═════ Data to process ═════

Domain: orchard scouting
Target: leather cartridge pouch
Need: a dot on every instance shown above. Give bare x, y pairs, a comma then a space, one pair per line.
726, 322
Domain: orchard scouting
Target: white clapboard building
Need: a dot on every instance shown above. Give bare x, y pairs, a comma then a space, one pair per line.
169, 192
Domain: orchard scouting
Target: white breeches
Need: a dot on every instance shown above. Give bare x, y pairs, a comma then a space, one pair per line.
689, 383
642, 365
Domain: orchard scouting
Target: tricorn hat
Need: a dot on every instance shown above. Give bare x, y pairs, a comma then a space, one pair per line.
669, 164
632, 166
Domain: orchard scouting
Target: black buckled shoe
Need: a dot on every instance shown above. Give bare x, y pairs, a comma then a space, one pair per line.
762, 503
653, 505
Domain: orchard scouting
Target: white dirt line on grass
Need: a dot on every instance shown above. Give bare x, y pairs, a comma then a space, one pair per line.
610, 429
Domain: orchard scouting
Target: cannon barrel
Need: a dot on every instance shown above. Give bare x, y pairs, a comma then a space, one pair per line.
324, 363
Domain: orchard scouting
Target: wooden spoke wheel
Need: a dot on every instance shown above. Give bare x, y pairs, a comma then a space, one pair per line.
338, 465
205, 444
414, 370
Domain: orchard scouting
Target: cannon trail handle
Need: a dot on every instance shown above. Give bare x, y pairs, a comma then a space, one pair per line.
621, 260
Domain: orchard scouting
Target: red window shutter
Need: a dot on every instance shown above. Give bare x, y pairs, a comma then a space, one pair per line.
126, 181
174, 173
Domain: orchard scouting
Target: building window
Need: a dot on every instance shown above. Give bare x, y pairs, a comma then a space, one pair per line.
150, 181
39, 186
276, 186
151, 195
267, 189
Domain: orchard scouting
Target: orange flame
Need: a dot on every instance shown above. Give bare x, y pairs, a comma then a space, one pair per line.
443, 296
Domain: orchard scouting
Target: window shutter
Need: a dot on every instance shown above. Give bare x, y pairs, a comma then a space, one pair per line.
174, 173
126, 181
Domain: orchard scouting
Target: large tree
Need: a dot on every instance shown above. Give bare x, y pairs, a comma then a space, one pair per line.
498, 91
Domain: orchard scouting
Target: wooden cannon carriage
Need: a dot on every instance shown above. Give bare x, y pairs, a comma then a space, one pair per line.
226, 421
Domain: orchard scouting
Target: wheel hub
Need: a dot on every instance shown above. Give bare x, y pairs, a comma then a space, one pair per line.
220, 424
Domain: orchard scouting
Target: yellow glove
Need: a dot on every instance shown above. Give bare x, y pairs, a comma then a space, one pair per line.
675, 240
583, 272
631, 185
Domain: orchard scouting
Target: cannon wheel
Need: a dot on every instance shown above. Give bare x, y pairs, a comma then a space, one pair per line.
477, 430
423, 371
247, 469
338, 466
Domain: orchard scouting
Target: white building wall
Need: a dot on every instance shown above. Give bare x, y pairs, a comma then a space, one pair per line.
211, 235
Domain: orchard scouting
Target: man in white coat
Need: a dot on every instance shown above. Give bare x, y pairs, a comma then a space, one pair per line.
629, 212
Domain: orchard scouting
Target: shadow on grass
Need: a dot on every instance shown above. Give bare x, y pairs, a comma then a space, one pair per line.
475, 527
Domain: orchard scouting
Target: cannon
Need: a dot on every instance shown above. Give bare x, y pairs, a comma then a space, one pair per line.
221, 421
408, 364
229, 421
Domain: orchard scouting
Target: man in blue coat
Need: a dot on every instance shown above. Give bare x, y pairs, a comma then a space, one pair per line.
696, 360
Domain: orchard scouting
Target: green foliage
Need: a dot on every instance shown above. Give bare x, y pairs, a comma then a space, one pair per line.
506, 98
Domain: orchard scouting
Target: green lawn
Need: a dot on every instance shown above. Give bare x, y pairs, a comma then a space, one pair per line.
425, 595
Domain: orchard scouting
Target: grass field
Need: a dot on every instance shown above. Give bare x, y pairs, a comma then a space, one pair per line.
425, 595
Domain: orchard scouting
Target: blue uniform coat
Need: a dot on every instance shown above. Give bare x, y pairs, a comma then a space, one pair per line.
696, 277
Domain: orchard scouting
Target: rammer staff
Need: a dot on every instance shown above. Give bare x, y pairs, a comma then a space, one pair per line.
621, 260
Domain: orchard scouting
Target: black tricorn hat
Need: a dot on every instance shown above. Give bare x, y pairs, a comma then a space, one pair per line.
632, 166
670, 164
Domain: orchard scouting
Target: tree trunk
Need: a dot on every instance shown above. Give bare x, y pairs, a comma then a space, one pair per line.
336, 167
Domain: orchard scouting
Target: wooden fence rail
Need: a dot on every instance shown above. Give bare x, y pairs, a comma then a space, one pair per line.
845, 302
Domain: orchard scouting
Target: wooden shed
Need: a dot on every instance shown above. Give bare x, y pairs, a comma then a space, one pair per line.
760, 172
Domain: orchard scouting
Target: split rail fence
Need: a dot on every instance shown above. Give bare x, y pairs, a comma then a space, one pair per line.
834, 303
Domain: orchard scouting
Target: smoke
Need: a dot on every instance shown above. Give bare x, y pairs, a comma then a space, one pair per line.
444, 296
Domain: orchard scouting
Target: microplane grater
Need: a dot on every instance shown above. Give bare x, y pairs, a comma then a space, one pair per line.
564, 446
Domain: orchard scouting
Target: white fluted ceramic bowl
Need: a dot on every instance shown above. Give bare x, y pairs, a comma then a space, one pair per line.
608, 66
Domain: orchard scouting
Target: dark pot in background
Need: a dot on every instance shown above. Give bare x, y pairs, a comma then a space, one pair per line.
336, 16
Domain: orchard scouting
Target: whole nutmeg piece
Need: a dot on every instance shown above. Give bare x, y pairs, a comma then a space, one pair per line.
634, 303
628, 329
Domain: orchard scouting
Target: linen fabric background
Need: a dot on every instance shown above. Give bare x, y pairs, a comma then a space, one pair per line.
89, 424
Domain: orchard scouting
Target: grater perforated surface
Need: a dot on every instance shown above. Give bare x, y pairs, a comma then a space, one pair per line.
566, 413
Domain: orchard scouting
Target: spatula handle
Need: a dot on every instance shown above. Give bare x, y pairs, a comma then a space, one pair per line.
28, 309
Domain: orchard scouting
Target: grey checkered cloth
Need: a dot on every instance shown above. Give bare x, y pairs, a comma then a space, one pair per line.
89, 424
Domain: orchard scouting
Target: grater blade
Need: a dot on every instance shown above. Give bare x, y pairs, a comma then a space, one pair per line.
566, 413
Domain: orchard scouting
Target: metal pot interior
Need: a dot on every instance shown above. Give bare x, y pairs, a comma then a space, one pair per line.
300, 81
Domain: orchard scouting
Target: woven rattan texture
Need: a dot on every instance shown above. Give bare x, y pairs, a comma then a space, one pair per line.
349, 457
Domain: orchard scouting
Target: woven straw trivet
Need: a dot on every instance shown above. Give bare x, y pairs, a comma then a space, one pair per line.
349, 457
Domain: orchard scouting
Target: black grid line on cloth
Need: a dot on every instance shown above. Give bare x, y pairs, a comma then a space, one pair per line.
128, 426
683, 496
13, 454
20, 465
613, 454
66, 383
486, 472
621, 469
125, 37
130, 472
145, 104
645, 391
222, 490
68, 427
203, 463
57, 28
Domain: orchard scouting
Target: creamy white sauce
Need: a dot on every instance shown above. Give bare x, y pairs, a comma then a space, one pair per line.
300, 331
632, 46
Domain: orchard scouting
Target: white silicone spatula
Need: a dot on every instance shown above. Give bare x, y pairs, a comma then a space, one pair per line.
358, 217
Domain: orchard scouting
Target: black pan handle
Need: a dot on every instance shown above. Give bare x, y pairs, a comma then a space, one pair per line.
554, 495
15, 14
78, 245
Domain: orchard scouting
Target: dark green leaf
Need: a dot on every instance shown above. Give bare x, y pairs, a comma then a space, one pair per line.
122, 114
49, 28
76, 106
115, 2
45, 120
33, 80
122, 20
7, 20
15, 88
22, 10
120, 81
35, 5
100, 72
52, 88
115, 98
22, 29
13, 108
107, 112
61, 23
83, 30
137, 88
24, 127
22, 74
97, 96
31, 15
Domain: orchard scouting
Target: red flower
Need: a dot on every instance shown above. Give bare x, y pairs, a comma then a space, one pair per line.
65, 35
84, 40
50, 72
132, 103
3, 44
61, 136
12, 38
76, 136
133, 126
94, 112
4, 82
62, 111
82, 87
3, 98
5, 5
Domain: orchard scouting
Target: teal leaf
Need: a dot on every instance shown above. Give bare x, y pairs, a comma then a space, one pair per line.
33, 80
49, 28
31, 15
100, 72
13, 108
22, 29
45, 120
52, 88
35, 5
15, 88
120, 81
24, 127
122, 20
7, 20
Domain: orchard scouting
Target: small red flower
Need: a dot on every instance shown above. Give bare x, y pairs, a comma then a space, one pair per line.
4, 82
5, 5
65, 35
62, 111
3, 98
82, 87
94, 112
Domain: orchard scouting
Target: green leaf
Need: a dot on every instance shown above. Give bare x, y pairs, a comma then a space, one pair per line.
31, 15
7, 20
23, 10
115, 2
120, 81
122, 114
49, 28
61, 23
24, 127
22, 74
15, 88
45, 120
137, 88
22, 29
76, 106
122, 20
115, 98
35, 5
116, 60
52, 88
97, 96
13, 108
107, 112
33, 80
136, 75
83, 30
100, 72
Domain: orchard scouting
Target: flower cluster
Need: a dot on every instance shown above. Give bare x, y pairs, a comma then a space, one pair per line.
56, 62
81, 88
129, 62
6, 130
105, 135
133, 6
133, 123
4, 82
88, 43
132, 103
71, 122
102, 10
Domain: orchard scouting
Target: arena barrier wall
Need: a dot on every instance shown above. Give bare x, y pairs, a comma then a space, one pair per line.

═════
═════ Data to process ═════

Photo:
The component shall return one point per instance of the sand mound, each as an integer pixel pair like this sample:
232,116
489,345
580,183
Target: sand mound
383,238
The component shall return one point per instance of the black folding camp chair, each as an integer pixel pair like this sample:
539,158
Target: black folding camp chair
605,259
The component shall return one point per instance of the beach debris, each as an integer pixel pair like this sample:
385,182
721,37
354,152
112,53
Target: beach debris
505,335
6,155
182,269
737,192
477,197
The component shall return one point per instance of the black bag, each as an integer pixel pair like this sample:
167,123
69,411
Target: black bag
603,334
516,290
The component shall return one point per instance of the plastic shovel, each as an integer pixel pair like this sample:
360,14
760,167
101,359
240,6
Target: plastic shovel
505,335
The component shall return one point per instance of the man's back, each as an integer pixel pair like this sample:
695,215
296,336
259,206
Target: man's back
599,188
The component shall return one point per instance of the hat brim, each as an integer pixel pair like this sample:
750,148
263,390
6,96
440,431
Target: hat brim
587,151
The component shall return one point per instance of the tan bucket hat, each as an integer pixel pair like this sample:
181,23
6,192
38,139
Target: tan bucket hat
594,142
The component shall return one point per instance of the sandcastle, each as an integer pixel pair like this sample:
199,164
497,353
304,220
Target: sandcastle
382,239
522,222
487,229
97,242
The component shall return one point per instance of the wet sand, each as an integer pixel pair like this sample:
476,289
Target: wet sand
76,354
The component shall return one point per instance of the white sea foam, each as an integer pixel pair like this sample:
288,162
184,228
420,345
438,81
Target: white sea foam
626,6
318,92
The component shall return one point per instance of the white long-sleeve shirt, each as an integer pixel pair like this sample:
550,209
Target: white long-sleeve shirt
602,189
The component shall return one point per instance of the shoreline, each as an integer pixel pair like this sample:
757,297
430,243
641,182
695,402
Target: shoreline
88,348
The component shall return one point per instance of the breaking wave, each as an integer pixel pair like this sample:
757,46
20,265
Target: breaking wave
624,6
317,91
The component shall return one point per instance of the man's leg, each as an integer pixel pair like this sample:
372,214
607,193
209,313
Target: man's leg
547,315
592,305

═════
═════ Data to process ═════

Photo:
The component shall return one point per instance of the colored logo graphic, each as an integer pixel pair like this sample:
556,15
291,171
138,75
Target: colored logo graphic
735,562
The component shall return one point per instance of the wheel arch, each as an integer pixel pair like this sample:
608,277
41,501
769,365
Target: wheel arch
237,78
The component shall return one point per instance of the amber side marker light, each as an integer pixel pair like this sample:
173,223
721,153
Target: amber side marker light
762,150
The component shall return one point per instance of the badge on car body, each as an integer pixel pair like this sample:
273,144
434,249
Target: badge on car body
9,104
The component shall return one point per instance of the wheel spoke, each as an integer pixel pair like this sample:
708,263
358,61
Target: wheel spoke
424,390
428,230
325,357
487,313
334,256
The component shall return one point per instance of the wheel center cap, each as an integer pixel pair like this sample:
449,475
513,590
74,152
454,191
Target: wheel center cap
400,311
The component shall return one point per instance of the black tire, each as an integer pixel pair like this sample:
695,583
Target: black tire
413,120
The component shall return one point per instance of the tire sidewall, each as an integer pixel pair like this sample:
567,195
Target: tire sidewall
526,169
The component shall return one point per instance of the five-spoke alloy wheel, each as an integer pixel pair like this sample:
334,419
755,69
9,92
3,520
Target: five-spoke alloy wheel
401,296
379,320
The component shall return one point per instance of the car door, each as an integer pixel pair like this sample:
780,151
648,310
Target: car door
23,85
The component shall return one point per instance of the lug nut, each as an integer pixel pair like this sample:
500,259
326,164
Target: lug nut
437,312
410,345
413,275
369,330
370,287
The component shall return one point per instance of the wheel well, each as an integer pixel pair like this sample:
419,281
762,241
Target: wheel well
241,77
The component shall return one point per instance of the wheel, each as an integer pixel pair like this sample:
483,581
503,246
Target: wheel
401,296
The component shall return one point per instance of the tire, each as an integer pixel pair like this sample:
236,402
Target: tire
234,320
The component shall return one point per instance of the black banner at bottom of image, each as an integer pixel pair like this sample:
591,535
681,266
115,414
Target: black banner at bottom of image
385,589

═════

What to produce: Where does the word "coat" show up in the material? Copy out each line that has it.

Output of the exercise:
Target: man in white coat
Target: man in blue coat
Target: blue uniform coat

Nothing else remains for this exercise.